> [Text segment]:
At Maple’s funeral at Saint Patrick’s Cathedral just down Fifth Avenue from Trump Tower, Giuliani had the grace to credit Maple with being the only individual ever to singlehandedly transform the city. Giuliani calculated aloud that Maple had saved more lives than the thousands who crammed in for the funeral.
But Giuliani seems to have since lost his way and perhaps never understood the reason why crime declined so sharply. He appears to imagine that it had something to do with vanquishing squeegee men and cracking down on quality of life crimes.
“It wasn’t broken windows,” Maple would say. “It was broken balls.”
Maple’s guiding principle was that a crime in a poor neighborhood should be addressed as seriously as a crime in a rich one and that all victims should be treated as if they were your mother.
In other words, that all lives matter.
As a child in a far more modest section of Queens than the wealthy enclave where young Donald Trump grew up, Maple had always envied the kids who had the big box of crayons. He was a grown-up transit police lieutenant when he bought himself one and set to making crime maps he called The Charts of the Future. He used color codes to denote such factors as types of crime and number of perpetrators. He used the up-to-the-minute patterns that emerged to deploy his cops accordingly.

> [Supplied material]:
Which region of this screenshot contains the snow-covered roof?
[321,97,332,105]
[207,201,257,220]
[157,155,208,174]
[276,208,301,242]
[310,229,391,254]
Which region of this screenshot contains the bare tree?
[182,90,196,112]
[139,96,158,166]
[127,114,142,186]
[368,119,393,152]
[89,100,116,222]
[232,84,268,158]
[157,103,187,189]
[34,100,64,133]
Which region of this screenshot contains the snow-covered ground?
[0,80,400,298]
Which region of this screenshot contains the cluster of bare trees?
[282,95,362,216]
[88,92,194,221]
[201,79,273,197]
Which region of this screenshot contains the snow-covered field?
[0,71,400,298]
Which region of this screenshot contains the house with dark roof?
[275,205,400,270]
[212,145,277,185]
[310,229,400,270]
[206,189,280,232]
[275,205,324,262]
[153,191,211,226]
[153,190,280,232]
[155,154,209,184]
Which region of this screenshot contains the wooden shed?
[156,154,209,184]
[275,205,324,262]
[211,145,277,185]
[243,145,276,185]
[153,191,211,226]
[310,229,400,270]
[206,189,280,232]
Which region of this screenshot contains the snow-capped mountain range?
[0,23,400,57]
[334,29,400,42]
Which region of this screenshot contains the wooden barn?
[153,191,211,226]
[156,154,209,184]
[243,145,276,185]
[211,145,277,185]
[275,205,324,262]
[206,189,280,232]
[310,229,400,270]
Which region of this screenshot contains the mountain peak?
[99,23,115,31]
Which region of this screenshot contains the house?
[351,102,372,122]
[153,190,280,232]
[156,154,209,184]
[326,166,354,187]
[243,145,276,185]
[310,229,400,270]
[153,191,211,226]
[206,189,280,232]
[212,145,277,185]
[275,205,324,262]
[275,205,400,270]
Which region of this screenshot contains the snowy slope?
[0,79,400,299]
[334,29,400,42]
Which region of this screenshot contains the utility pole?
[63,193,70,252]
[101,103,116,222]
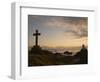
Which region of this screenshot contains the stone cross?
[33,29,41,46]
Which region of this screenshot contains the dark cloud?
[28,15,88,38]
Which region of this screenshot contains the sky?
[28,15,88,48]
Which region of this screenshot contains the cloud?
[29,15,88,38]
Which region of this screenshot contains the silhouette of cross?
[33,29,41,46]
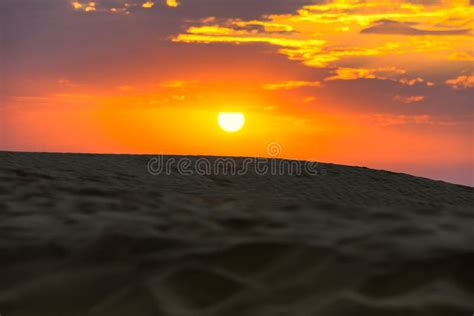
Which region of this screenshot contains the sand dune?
[0,153,474,316]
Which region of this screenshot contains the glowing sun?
[217,112,245,133]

> [Exercise directions]: In the passage about Maple, what name did he give to the crime maps he made? The items come from a separate source unrelated to the passage about Maple.

> [The completed task]: He called them The Charts of the Future.